━━━ Excerpted text ━━━
Revolution #200, April 22, 2010


On the Critical Crossroads in the Nepal Revolution, and the Urgent Need for a Real Rupture with Revisionism

Observations by a Supporter of that Revolution
From a Communist Internationalist Perspective

Editors' Note: In Nepal, beginning on May First major demonstrations of Maoists (Unified Communist Party of Nepal [Maoist]) and their supporters have taken place centered in Katmandu in support of the demand that the current Prime Minister step down. A general strike lasting six days halted commerce, shut down schools and businesses and blocked transportation, and was then called off. The question of who is going to be in charge of the government is still sharply posed as the deadline for writing a new constitution, May 28, is fast approaching.  There is no prospect of a new constitution being agreed upon in that timeframe, and a new people’s movement has been called by the Maoist leadership in an attempt to put pressure on the other political parties to let them take the reins of government. Forces on all sides are tensely anticipating what will happen. It is not clear what the outcome of this contestation of strength will be in the coming days.  This article, “On the Critical Crossroads in the Nepal Revolution, and the Urgent Need for a Real Rupture with Revisionism,” was written before these latest developments, but it remains extremely relevant to this current juncture when the UCPN(M) will be weighing what course to take.

In studying important sections of a recent Resolution of the Central Committee of the Unified Communist Party of Nepal (Maoist)—UCPN(M)*—I was struck by the argument in this CC Resolution that, in the particular circumstances of Nepal, where the current political and governmental process, including the writing of a new Constitution, have resulted from the people's war and the mass movement against the monarchy that was led by the UCPN(M), this process is now favorable to the UCPN(M) and the revolution, and is unfavorable to the reactionaries. In fact this document (CC Resolution) goes so far as to argue that the reactionaries cannot achieve their objectives through this process while (it seems this Resolution is saying) the UCPN(M) and the revolutionary forces can do so.

Thus—to give this argument its "very best" interpretation—by persevering in this process, and further establishing itself as the most consistent representative and fighter for a Constitution that embodies the interests of the people (and supposedly the content of the new-democratic revolution), as well as for civilian supremacy over the military and for national sovereignty, the UCPN(M) will be able to outmaneuver the reactionaries, including the reactionary forces at the head of the army (Nepalese Army), and in the event of a reactionary armed revolt and/or attack from foreign interventionists (in particular India), the UCPN(M) will be able to split the Nepalese Army, winning over at least much of its ranks (including those that have been integrated into it from the People's Liberation Army [PLA], assuming that integration proceeds) while at the same time rallying a broad united front in society, to carry the new-democratic revolution forward to victory, laying the basis for advancing on the socialist road.
━━━ Extracted material ━━━
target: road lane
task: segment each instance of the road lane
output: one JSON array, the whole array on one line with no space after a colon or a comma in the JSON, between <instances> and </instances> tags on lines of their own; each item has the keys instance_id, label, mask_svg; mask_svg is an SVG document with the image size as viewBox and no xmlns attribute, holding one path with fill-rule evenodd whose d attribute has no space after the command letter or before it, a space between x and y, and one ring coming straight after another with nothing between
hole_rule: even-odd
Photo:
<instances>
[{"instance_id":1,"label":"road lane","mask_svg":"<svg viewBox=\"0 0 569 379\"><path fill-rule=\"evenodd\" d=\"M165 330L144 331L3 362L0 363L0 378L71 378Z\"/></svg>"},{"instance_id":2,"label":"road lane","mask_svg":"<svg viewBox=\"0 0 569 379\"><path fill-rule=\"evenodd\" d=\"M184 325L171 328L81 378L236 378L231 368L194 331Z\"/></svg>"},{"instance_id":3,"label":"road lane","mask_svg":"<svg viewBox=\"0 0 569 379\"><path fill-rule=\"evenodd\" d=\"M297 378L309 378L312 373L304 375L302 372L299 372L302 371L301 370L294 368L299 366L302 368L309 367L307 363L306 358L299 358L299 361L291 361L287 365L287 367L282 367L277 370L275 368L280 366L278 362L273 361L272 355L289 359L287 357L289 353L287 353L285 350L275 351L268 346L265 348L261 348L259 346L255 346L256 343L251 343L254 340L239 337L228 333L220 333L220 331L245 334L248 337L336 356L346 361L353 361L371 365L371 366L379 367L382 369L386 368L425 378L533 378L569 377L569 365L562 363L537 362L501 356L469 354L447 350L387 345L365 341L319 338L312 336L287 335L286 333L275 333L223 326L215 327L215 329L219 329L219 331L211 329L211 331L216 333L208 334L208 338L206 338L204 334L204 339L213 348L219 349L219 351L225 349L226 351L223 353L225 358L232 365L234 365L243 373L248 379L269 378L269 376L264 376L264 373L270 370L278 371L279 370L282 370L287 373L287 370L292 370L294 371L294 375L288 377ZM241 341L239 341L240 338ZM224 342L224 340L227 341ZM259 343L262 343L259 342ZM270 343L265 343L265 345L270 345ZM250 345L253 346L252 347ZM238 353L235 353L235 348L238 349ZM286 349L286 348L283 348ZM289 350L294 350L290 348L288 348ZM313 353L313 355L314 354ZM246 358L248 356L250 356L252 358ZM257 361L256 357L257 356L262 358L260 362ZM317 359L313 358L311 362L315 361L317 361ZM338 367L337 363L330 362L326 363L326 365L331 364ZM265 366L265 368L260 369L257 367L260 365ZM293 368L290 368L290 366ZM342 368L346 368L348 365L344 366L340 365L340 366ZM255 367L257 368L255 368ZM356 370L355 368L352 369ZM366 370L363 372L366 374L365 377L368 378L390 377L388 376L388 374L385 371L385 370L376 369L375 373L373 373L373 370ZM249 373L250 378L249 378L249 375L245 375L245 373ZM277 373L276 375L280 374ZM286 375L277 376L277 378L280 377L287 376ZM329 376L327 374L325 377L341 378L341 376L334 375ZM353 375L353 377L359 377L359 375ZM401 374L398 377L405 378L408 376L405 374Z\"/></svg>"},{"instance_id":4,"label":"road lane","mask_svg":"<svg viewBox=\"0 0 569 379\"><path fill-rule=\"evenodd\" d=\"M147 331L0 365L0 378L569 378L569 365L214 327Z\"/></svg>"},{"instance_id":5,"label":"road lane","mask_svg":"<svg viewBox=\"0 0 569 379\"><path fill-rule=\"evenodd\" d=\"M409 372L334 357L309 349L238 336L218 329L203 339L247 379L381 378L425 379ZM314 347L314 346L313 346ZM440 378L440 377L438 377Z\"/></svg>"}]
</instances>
━━━
Challenge:
According to the article on the Nepal revolution, what is the deadline for writing a new constitution? The records play no part in what comes next.

Result:
May 28